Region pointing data
——————————

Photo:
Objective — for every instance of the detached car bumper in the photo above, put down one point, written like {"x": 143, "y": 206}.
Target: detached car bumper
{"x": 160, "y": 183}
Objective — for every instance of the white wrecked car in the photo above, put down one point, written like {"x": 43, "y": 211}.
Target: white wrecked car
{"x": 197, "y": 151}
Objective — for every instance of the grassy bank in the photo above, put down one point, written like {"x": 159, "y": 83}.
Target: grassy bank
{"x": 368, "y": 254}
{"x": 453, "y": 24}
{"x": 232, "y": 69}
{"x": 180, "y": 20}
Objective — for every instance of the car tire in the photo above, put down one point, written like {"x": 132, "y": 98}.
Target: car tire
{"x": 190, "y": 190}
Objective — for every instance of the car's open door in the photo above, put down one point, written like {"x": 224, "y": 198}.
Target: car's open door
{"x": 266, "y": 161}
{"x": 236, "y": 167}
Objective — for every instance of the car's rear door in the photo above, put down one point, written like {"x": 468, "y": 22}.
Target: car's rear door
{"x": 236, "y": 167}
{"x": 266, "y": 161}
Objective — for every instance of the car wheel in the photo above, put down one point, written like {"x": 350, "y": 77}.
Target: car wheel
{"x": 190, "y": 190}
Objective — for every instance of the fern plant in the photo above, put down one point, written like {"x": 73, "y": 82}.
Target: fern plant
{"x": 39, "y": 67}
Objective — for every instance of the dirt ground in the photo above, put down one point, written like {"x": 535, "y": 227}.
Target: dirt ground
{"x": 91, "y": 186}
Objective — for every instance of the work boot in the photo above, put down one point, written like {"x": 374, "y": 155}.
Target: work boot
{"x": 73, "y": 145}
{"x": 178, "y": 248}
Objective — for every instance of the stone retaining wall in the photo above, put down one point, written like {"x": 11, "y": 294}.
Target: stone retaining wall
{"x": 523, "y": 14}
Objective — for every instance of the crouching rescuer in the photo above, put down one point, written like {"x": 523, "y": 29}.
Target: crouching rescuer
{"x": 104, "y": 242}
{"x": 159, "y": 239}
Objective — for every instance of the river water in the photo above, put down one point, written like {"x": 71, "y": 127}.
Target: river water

——————————

> _Work instructions_: Search the records for the word "river". Copy every line that has it.

> _Exercise solution_:
Objective — for every instance of the river water in the photo above, put down one point, written like {"x": 71, "y": 127}.
Target: river water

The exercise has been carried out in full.